EXERCISE BRIEF
Update the data below by changing every "photo" to "image" and leaving everything else as it is. Omit the pictures from your answer.

SUPPLIED DATA
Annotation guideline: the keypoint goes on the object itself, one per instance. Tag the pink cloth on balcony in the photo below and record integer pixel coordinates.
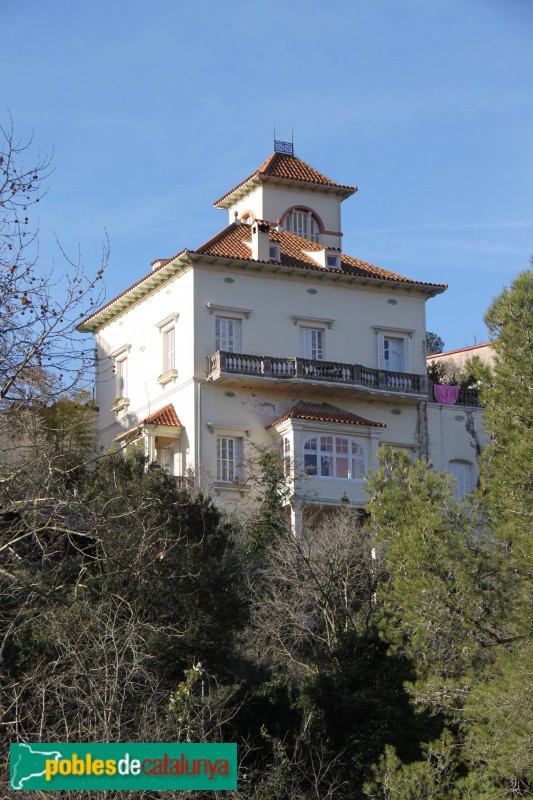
(446, 394)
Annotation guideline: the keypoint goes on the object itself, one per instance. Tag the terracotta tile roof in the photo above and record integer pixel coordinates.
(290, 168)
(325, 412)
(231, 243)
(161, 263)
(460, 350)
(165, 416)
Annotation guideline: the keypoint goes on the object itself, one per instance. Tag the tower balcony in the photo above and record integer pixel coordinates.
(242, 369)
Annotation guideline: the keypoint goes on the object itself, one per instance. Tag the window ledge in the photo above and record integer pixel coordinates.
(120, 404)
(167, 377)
(219, 486)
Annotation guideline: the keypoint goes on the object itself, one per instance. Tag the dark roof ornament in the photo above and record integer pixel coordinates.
(286, 148)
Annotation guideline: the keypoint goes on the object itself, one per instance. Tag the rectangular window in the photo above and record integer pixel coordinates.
(228, 334)
(169, 350)
(462, 472)
(312, 343)
(121, 378)
(273, 252)
(393, 354)
(229, 459)
(286, 455)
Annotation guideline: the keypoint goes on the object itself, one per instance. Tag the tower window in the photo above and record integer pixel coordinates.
(302, 223)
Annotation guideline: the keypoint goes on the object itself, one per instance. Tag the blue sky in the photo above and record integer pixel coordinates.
(155, 109)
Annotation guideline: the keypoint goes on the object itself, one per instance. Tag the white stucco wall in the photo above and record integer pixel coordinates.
(356, 312)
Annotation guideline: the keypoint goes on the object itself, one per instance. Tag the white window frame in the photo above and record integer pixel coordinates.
(312, 343)
(463, 476)
(303, 223)
(167, 327)
(329, 455)
(120, 358)
(384, 334)
(228, 332)
(230, 452)
(273, 252)
(286, 456)
(169, 349)
(121, 377)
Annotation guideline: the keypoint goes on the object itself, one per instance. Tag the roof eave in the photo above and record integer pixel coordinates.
(137, 292)
(251, 183)
(277, 268)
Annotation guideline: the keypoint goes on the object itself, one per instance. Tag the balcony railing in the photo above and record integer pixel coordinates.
(224, 363)
(468, 396)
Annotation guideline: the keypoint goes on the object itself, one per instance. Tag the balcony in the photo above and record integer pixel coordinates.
(468, 396)
(223, 365)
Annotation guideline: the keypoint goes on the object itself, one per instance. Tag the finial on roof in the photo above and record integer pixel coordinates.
(285, 148)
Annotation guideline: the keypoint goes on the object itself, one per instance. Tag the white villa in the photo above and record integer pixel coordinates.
(270, 336)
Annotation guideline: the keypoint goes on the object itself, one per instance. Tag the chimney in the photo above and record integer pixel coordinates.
(260, 240)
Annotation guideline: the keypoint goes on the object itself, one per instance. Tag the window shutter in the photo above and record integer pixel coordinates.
(407, 354)
(381, 351)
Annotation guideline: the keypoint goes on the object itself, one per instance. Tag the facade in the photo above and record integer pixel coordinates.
(268, 335)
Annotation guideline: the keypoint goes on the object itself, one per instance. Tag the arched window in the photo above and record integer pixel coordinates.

FULL ANSWER
Annotation guideline: the keypoint goes on the object itself, one per instance. Tag the pink cloth on balcony in the image below and record integer pixel coordinates.
(446, 394)
Annotation guideline: the keypoint goes on the object itself, one per instance. Tag the terracotta tile roof in the image above and record integer pixel coordinates.
(290, 168)
(325, 412)
(231, 243)
(161, 263)
(460, 350)
(165, 416)
Annotation guideline: the keypoint goes on the object itself, one per instance. Tag the tower balcony in the image above and record integer pixel coordinates.
(242, 369)
Annotation guideline: the keypoint goes on the object itself, one per instance. Tag the window ledge in the image above and record integer pixel coordinates.
(120, 404)
(167, 377)
(219, 486)
Annotation guideline: the keypoint goes on the object itself, one per instance. Tag the dark roof ornament in the image above and record integer pixel coordinates.
(286, 148)
Annotation guideline: the keypoint goes on the object itself, one per instance. Tag the rectangular window in the image above and record integer pixel coordinates.
(228, 334)
(169, 350)
(462, 472)
(312, 343)
(121, 378)
(273, 252)
(393, 354)
(229, 459)
(286, 455)
Annotation guideline: the keypoint goes on the object itself, one per instance. Tag the tower window in the image above and record integer pixel coordinates.
(302, 223)
Annotation guideline: the keypoint goes on the object itself, one per instance. Tag the blue sky in the image above and record integer pixel coordinates.
(155, 109)
Annotation guideline: the keypoint goes on the object itself, one per instance. Tag the white stucco wall in the image above and record integer pixel coordinates.
(356, 312)
Annotation guideline: the keypoint goes on the object itself, one per instance. Tag the white window frame in the image above and record integer pixel coordinates.
(312, 343)
(463, 476)
(303, 223)
(167, 327)
(329, 455)
(120, 358)
(384, 334)
(228, 332)
(230, 452)
(273, 252)
(286, 456)
(169, 349)
(121, 377)
Annotation guideline: the keypoint goes on the object itself, one per instance. Tag the roof eave in the image above and record integer pixel coordinates.
(137, 292)
(251, 183)
(277, 268)
Annotation guideline: the keypoint goes on the object itself, one per instance. Tag the balcony railing in the image above and record integer pixel coordinates.
(224, 363)
(468, 396)
Annotation guideline: the keypoint goes on the object itself, one per instance. Tag the balcony in the image above and record integer pixel coordinates.
(468, 396)
(223, 365)
Annotation guideline: the keypoint goes on the object itself, one per instance. Tag the finial on roof in the image above and record integer pixel coordinates.
(285, 148)
Annotation guideline: the keypoint goes on the object itself, one per instance. Tag the white villa in the image above and record integer pixel coordinates.
(270, 336)
Annotation guideline: the keypoint goes on the object itself, one per instance. Tag the chimney in the image above and record integer pixel coordinates.
(260, 240)
Annotation guideline: the keypoint goes on the object itself, one per instance. Tag the window shutter in the image above and record integer pixel coordinates.
(407, 354)
(381, 351)
Annotation guideline: the keypoint goes on the object itself, one per instance. Tag the facade in the image above and record integer pixel coordinates.
(268, 335)
Annotation guideline: the keypoint goes on the object itself, one per instance. Tag the arched window in the image above and record integer pixel coordinates.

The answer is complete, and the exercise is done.